[START OF Available data]
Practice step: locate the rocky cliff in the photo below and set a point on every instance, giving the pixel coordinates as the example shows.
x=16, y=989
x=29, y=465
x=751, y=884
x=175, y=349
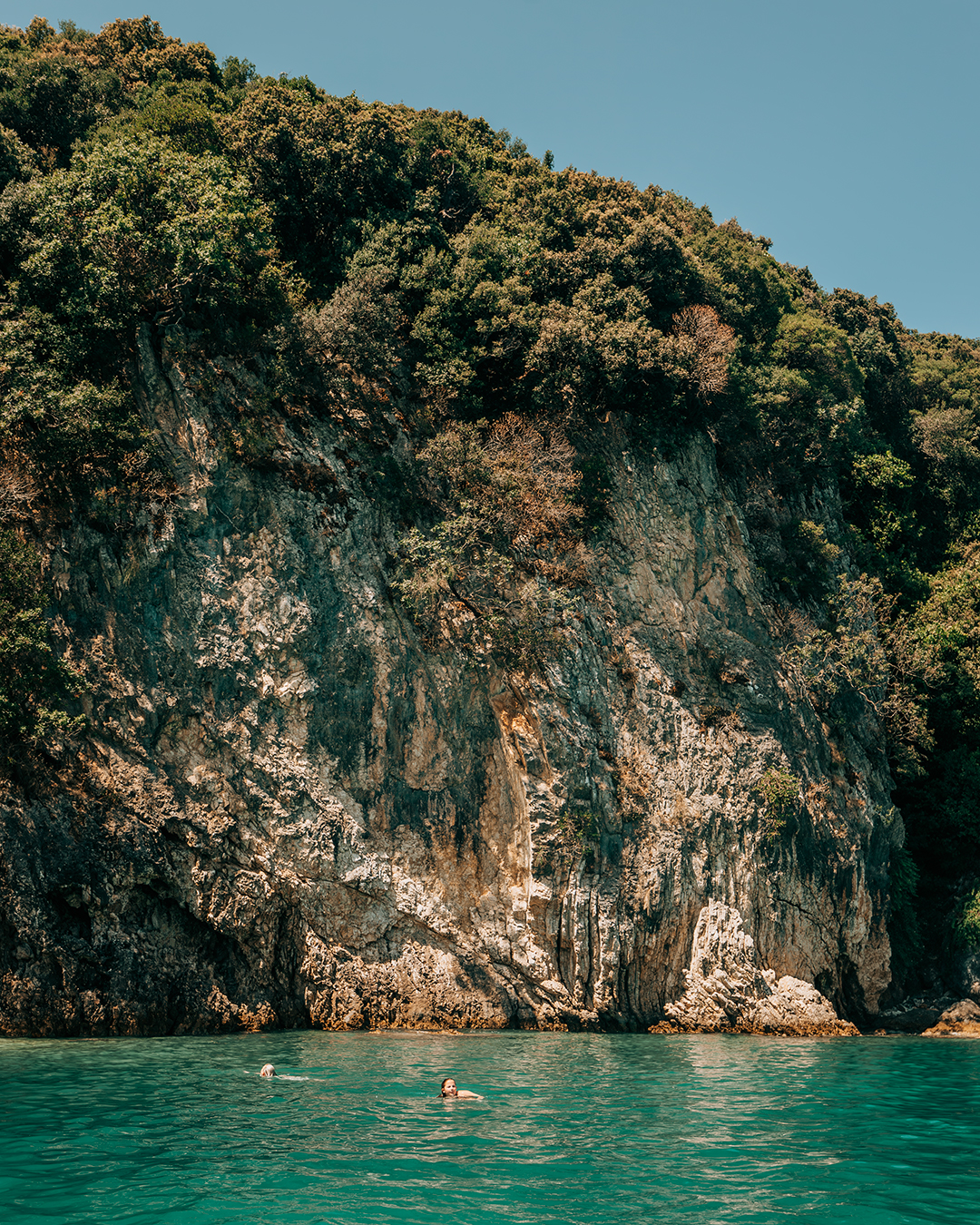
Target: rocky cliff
x=286, y=811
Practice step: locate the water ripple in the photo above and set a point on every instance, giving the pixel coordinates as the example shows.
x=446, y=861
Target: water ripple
x=576, y=1130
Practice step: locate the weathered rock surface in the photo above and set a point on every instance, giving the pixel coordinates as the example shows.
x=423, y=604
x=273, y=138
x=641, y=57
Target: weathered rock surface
x=729, y=991
x=286, y=811
x=962, y=1018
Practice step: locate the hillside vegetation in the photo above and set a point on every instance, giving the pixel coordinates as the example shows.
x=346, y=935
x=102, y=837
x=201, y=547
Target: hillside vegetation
x=416, y=270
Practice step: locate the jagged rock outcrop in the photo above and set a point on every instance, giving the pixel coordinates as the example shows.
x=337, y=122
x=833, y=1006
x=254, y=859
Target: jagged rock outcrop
x=287, y=811
x=729, y=991
x=962, y=1018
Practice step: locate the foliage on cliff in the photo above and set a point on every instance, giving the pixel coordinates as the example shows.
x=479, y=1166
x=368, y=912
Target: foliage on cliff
x=358, y=247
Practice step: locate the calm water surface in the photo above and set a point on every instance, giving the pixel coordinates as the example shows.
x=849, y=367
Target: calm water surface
x=578, y=1129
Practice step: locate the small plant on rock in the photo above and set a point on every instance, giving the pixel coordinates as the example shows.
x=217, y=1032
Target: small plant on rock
x=779, y=791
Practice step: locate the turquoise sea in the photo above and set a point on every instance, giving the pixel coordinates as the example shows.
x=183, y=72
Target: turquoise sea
x=578, y=1129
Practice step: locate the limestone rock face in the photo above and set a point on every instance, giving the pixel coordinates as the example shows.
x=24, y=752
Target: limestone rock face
x=729, y=991
x=962, y=1018
x=287, y=811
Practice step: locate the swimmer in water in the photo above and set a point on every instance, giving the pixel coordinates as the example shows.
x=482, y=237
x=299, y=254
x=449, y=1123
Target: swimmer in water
x=450, y=1091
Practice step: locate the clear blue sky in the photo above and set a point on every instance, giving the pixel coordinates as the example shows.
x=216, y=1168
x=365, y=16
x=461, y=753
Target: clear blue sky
x=844, y=130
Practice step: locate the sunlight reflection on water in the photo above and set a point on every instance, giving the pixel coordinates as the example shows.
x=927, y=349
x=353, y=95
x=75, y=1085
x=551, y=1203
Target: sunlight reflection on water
x=576, y=1129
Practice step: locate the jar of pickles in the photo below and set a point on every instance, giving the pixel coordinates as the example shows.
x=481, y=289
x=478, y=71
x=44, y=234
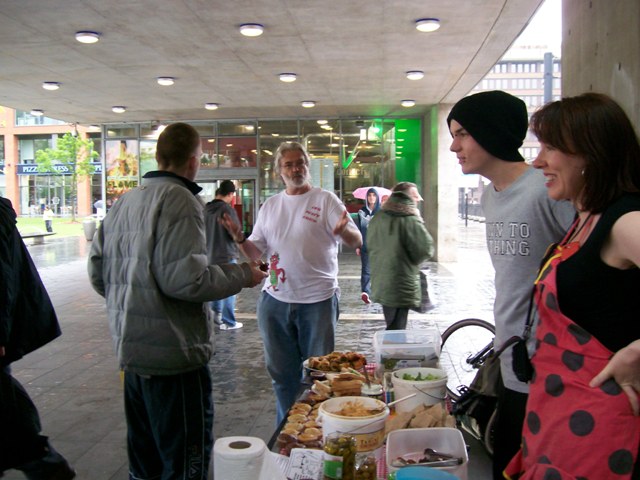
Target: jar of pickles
x=366, y=467
x=339, y=456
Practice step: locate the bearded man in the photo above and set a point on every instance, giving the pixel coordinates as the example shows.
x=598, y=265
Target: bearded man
x=298, y=230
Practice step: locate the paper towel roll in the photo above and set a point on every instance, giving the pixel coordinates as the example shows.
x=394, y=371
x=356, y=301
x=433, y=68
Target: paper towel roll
x=238, y=458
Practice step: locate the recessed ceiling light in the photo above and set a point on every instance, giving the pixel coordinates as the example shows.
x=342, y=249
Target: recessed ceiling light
x=288, y=77
x=87, y=36
x=166, y=81
x=251, y=29
x=415, y=74
x=427, y=24
x=51, y=85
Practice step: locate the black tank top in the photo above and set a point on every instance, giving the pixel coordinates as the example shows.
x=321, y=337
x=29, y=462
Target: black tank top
x=600, y=298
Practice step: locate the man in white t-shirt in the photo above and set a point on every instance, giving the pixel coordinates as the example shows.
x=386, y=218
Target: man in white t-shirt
x=298, y=230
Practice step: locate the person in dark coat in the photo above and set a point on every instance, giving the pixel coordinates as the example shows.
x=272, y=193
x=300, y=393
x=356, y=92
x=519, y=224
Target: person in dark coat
x=27, y=322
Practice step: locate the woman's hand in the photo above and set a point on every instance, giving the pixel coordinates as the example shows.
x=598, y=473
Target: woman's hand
x=624, y=368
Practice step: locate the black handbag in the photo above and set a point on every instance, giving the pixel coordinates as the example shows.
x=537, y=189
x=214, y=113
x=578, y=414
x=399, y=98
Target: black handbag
x=480, y=399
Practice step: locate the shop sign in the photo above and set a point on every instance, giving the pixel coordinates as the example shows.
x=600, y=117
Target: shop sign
x=32, y=169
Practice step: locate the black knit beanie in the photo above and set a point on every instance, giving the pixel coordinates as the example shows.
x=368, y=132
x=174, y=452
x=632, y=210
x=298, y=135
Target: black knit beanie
x=496, y=120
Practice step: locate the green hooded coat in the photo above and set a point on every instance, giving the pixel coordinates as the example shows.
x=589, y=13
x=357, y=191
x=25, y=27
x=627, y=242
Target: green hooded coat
x=398, y=243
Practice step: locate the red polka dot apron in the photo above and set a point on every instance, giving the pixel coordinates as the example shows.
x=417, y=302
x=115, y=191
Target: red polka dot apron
x=572, y=431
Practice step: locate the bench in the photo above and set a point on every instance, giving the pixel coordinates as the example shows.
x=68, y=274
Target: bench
x=38, y=237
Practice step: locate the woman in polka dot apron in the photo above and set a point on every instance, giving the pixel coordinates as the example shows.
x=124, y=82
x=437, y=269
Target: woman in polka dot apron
x=582, y=413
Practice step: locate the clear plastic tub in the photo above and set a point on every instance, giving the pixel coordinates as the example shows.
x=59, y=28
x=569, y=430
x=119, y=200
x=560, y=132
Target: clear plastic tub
x=411, y=443
x=397, y=349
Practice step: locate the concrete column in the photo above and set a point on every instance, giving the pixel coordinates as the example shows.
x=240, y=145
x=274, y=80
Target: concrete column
x=600, y=51
x=11, y=171
x=447, y=179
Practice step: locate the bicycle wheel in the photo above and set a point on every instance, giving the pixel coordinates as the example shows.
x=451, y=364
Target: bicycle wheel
x=461, y=343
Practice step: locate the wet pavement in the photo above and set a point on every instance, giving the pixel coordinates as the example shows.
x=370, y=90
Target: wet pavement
x=75, y=383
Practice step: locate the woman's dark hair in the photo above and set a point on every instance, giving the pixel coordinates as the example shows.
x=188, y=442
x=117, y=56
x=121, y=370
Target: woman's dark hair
x=594, y=127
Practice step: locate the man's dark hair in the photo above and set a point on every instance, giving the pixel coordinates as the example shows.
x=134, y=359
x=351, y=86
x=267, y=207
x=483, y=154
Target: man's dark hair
x=176, y=144
x=226, y=187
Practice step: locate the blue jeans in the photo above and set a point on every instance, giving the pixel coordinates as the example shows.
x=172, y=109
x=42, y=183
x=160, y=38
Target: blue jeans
x=293, y=332
x=169, y=425
x=365, y=275
x=226, y=307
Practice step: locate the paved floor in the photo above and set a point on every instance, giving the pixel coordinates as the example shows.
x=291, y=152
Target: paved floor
x=75, y=383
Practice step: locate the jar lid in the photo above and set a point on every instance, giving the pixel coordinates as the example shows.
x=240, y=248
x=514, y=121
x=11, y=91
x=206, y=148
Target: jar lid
x=373, y=389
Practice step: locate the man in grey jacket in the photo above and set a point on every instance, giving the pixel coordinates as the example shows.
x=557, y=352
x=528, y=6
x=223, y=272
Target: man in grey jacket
x=149, y=260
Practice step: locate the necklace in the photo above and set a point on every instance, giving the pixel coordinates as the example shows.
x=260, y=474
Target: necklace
x=577, y=228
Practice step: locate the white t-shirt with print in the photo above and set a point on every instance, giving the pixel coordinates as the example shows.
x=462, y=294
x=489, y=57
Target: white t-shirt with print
x=295, y=234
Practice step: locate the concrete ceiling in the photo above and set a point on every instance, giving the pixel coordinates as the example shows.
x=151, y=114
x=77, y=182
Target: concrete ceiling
x=350, y=56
[END OF Available data]
To do: Print only the lines from the one with "Practice step: locate the necklace" to the end of the records, both included.

Solution to the exercise:
Practice step: locate the necklace in the photo above and set a point on every instance, giving the pixel coordinates as the example shows.
x=260, y=474
Target: necklace
x=577, y=228
Practice step: locate the white t-shirt with print in the photo above and set a point on every instance, giving the pixel coordinates as the example shows.
x=462, y=294
x=489, y=57
Target: white t-shirt with print
x=295, y=234
Practice step: locate the concrete ceiling in the photo above and set a point on every instance, giving the pixel coordinates as the example shows.
x=151, y=114
x=77, y=182
Target: concrete ceiling
x=350, y=56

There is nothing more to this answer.